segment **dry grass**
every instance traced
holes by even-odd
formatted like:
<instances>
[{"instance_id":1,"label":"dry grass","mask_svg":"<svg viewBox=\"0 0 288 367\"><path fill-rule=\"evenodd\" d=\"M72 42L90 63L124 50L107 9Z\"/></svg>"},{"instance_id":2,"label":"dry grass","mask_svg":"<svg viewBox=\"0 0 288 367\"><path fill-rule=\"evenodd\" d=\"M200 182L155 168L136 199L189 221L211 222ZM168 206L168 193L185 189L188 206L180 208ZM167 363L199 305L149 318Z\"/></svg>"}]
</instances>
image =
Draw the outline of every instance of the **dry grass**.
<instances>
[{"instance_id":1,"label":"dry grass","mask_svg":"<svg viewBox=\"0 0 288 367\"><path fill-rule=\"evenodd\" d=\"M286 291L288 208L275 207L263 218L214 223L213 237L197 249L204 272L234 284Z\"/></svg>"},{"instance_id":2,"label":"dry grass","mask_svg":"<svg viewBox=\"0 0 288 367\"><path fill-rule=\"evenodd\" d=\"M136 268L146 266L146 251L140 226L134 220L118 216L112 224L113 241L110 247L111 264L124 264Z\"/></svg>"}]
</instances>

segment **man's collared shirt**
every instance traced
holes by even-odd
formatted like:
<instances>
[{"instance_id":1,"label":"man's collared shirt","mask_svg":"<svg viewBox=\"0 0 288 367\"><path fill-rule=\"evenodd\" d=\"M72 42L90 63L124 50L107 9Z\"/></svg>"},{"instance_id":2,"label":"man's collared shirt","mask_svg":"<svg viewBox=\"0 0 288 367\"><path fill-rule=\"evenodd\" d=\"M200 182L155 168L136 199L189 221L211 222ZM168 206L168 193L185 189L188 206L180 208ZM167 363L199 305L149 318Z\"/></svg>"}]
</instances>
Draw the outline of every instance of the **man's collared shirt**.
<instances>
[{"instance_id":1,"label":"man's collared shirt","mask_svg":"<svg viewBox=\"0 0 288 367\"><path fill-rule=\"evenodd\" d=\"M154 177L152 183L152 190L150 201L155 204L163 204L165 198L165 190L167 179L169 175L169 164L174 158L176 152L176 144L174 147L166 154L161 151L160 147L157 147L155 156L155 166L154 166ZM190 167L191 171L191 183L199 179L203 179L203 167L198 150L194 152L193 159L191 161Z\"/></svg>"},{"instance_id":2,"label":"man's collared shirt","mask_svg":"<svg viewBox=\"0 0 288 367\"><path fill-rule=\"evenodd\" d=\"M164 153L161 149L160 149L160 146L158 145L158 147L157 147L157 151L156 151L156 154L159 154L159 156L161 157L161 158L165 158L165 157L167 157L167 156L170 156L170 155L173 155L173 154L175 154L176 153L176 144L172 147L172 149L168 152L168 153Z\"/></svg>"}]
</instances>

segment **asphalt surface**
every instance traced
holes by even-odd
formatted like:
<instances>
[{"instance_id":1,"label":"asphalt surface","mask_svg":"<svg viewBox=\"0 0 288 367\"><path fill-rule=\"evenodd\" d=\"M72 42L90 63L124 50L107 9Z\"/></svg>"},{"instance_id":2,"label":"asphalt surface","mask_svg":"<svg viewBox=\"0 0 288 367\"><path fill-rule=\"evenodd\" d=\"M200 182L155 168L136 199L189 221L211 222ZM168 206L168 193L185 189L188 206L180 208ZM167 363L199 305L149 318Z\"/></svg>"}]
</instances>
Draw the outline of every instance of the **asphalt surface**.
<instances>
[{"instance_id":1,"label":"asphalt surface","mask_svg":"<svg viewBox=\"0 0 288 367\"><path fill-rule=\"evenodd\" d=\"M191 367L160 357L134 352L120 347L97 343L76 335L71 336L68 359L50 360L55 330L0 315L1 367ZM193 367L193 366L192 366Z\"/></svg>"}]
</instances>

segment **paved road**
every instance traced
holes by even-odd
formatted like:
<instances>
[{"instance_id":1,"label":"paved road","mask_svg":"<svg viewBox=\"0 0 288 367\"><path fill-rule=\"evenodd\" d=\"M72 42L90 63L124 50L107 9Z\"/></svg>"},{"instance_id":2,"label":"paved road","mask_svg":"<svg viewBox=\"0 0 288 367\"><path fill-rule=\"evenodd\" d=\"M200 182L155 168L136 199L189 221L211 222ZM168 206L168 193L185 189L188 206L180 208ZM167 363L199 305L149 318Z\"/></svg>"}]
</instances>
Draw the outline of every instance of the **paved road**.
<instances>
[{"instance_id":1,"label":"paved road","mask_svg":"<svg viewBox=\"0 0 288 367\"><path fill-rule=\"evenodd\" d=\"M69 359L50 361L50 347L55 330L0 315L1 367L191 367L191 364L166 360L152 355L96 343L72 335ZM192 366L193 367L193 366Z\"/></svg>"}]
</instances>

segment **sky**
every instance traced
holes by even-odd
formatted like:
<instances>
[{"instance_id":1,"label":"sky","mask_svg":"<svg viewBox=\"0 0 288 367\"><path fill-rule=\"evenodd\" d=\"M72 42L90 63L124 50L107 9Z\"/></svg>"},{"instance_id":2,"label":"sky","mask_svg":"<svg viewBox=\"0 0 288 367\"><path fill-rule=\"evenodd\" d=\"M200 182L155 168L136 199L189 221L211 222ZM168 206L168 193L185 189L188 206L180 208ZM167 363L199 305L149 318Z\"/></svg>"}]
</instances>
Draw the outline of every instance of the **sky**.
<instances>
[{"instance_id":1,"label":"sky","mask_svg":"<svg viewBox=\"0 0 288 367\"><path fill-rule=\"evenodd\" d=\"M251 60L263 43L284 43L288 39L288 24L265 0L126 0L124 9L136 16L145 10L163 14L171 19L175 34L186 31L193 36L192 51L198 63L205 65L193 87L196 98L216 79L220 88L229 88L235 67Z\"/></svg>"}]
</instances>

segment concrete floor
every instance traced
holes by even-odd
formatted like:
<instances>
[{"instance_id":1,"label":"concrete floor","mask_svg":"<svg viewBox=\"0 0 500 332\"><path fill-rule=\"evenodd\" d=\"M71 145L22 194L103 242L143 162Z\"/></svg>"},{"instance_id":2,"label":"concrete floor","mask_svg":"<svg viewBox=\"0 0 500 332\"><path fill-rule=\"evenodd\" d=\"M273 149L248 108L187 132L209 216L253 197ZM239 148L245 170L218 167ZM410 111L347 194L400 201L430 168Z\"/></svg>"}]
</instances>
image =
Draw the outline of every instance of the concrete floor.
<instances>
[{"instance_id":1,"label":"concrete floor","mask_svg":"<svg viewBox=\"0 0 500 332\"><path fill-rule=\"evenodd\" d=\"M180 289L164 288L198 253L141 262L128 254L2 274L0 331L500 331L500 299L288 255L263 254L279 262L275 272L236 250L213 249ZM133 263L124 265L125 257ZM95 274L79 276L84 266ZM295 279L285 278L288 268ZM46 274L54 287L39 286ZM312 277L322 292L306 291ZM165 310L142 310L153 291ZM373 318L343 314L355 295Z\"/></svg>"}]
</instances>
=======
Give the entries again exactly as they stand.

| Expected answer |
segment **dry grass**
every instance traced
holes by even-odd
formatted like:
<instances>
[{"instance_id":1,"label":"dry grass","mask_svg":"<svg viewBox=\"0 0 288 367\"><path fill-rule=\"evenodd\" d=\"M72 42L90 63L124 50L107 9Z\"/></svg>"},{"instance_id":2,"label":"dry grass","mask_svg":"<svg viewBox=\"0 0 288 367\"><path fill-rule=\"evenodd\" d=\"M200 182L155 168L136 199L189 221L211 222ZM168 206L168 193L185 189L188 206L180 208ZM167 363L199 305L149 318Z\"/></svg>"}]
</instances>
image =
Draw the outline of every instance of the **dry grass**.
<instances>
[{"instance_id":1,"label":"dry grass","mask_svg":"<svg viewBox=\"0 0 288 367\"><path fill-rule=\"evenodd\" d=\"M286 291L288 208L275 207L263 218L214 223L213 237L197 249L204 272L234 284Z\"/></svg>"},{"instance_id":2,"label":"dry grass","mask_svg":"<svg viewBox=\"0 0 288 367\"><path fill-rule=\"evenodd\" d=\"M136 268L146 266L146 251L140 226L134 220L118 216L112 224L113 241L110 247L111 264L124 264Z\"/></svg>"}]
</instances>

segment **man's collared shirt**
every instance traced
holes by even-odd
formatted like:
<instances>
[{"instance_id":1,"label":"man's collared shirt","mask_svg":"<svg viewBox=\"0 0 288 367\"><path fill-rule=\"evenodd\" d=\"M72 42L90 63L124 50L107 9Z\"/></svg>"},{"instance_id":2,"label":"man's collared shirt","mask_svg":"<svg viewBox=\"0 0 288 367\"><path fill-rule=\"evenodd\" d=\"M200 182L155 168L136 199L189 221L211 222ZM168 206L168 193L185 189L188 206L180 208ZM167 363L199 305L149 318Z\"/></svg>"}]
</instances>
Draw the outline of every instance of the **man's collared shirt**.
<instances>
[{"instance_id":1,"label":"man's collared shirt","mask_svg":"<svg viewBox=\"0 0 288 367\"><path fill-rule=\"evenodd\" d=\"M154 177L152 183L152 190L150 201L155 204L163 204L165 198L165 190L167 179L169 175L169 164L174 158L176 152L176 144L174 147L166 154L161 151L160 147L157 147L155 156L155 166L154 166ZM190 167L191 171L191 183L199 179L203 179L203 167L198 150L194 152L193 159L191 161Z\"/></svg>"},{"instance_id":2,"label":"man's collared shirt","mask_svg":"<svg viewBox=\"0 0 288 367\"><path fill-rule=\"evenodd\" d=\"M164 153L161 149L160 149L160 146L158 145L158 147L157 147L157 151L156 151L156 154L159 154L159 156L161 157L161 158L165 158L165 157L167 157L167 156L170 156L170 155L173 155L173 154L175 154L176 153L176 144L172 147L172 149L168 152L168 153Z\"/></svg>"}]
</instances>

segment **asphalt surface**
every instance traced
holes by even-odd
formatted like:
<instances>
[{"instance_id":1,"label":"asphalt surface","mask_svg":"<svg viewBox=\"0 0 288 367\"><path fill-rule=\"evenodd\" d=\"M72 42L90 63L124 50L107 9Z\"/></svg>"},{"instance_id":2,"label":"asphalt surface","mask_svg":"<svg viewBox=\"0 0 288 367\"><path fill-rule=\"evenodd\" d=\"M200 182L155 168L136 199L189 221L211 222ZM168 206L168 193L185 189L188 206L180 208ZM167 363L199 305L149 318Z\"/></svg>"}]
</instances>
Draw the outline of every instance of the **asphalt surface**.
<instances>
[{"instance_id":1,"label":"asphalt surface","mask_svg":"<svg viewBox=\"0 0 288 367\"><path fill-rule=\"evenodd\" d=\"M191 367L160 357L134 352L120 347L97 343L76 335L71 336L68 359L50 360L55 330L0 315L1 367ZM193 367L193 366L192 366Z\"/></svg>"}]
</instances>

segment **paved road**
every instance traced
holes by even-odd
formatted like:
<instances>
[{"instance_id":1,"label":"paved road","mask_svg":"<svg viewBox=\"0 0 288 367\"><path fill-rule=\"evenodd\" d=\"M72 42L90 63L124 50L107 9Z\"/></svg>"},{"instance_id":2,"label":"paved road","mask_svg":"<svg viewBox=\"0 0 288 367\"><path fill-rule=\"evenodd\" d=\"M200 182L155 168L136 199L189 221L211 222ZM168 206L168 193L185 189L188 206L180 208ZM167 363L199 305L149 318Z\"/></svg>"}]
</instances>
Draw the outline of every instance of the **paved road**.
<instances>
[{"instance_id":1,"label":"paved road","mask_svg":"<svg viewBox=\"0 0 288 367\"><path fill-rule=\"evenodd\" d=\"M69 359L50 361L50 347L55 330L0 315L1 367L191 367L191 364L166 360L152 355L96 343L72 335ZM192 366L193 367L193 366Z\"/></svg>"}]
</instances>

segment **sky**
every instance traced
holes by even-odd
formatted like:
<instances>
[{"instance_id":1,"label":"sky","mask_svg":"<svg viewBox=\"0 0 288 367\"><path fill-rule=\"evenodd\" d=\"M72 42L90 63L124 50L107 9Z\"/></svg>"},{"instance_id":2,"label":"sky","mask_svg":"<svg viewBox=\"0 0 288 367\"><path fill-rule=\"evenodd\" d=\"M200 182L155 168L136 199L189 221L211 222ZM168 206L168 193L185 189L188 206L180 208ZM167 363L199 305L149 318Z\"/></svg>"}]
</instances>
Draw the outline of every instance of the **sky**.
<instances>
[{"instance_id":1,"label":"sky","mask_svg":"<svg viewBox=\"0 0 288 367\"><path fill-rule=\"evenodd\" d=\"M251 60L263 43L284 43L288 39L288 24L265 0L126 0L124 9L136 16L145 10L163 14L171 19L175 34L186 31L193 36L192 51L198 63L205 65L193 87L196 98L216 79L220 88L229 88L235 67Z\"/></svg>"}]
</instances>

segment concrete floor
every instance traced
holes by even-odd
formatted like:
<instances>
[{"instance_id":1,"label":"concrete floor","mask_svg":"<svg viewBox=\"0 0 500 332\"><path fill-rule=\"evenodd\" d=\"M71 145L22 194L103 242L143 162Z\"/></svg>"},{"instance_id":2,"label":"concrete floor","mask_svg":"<svg viewBox=\"0 0 500 332\"><path fill-rule=\"evenodd\" d=\"M273 149L248 108L187 132L209 216L253 197ZM239 148L245 170L218 167ZM410 111L347 194L400 201L430 168Z\"/></svg>"}]
</instances>
image =
Draw the outline of every instance of the concrete floor.
<instances>
[{"instance_id":1,"label":"concrete floor","mask_svg":"<svg viewBox=\"0 0 500 332\"><path fill-rule=\"evenodd\" d=\"M180 289L164 288L198 253L141 262L128 254L2 274L0 331L500 331L500 299L288 255L263 254L279 262L275 272L236 250L213 249ZM133 263L124 265L125 257ZM95 274L79 276L84 266ZM295 279L285 278L288 268ZM46 274L54 287L39 286ZM312 277L322 292L306 291ZM165 310L142 310L153 291ZM373 318L343 314L355 295Z\"/></svg>"}]
</instances>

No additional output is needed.